§ **Exercise prompt**:
Copy the entries from the line containing "Return one point per instance of the asphalt" through the end of the entries, changing "black jacket" to "dark jacket" and leaving everything else as it is. Give only those lines.
^^^^^^^^
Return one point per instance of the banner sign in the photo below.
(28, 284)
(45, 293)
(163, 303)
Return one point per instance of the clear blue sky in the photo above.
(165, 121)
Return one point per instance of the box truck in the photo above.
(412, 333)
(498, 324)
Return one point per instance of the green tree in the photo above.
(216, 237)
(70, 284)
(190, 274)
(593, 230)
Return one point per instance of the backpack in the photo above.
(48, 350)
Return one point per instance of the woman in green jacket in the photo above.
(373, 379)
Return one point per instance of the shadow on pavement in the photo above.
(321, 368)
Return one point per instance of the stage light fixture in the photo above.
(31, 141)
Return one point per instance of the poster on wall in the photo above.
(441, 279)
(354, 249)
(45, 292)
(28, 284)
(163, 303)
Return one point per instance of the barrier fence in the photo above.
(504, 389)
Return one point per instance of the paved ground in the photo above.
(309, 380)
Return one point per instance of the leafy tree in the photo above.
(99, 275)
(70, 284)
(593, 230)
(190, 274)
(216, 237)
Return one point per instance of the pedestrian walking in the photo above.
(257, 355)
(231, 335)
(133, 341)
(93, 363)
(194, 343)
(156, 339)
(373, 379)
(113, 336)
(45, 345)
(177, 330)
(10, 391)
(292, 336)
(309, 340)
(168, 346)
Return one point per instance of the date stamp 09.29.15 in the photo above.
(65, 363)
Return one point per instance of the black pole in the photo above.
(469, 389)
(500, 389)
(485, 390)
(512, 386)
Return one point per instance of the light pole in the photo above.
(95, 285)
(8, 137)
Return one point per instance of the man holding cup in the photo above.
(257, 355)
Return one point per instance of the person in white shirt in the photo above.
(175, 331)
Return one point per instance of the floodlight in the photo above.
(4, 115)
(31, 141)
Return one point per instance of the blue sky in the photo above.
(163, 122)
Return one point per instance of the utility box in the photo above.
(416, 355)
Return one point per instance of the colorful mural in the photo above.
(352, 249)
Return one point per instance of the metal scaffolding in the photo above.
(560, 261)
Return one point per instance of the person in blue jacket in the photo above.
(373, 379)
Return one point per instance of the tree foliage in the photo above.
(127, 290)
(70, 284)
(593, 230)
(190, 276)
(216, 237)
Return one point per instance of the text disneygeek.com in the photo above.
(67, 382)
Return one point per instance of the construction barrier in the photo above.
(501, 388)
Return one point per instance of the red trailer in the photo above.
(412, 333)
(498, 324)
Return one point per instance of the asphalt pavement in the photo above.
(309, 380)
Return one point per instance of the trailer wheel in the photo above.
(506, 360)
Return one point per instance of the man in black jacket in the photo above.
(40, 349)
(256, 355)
^^^^^^^^
§ **Answer for this exercise**:
Return one point per instance of the asphalt pavement in the photo above.
(309, 380)
Return one point per instance of the trailer wheel in the photo above.
(506, 360)
Return one point per instance of the man in dark jacket in the photo above.
(40, 349)
(256, 355)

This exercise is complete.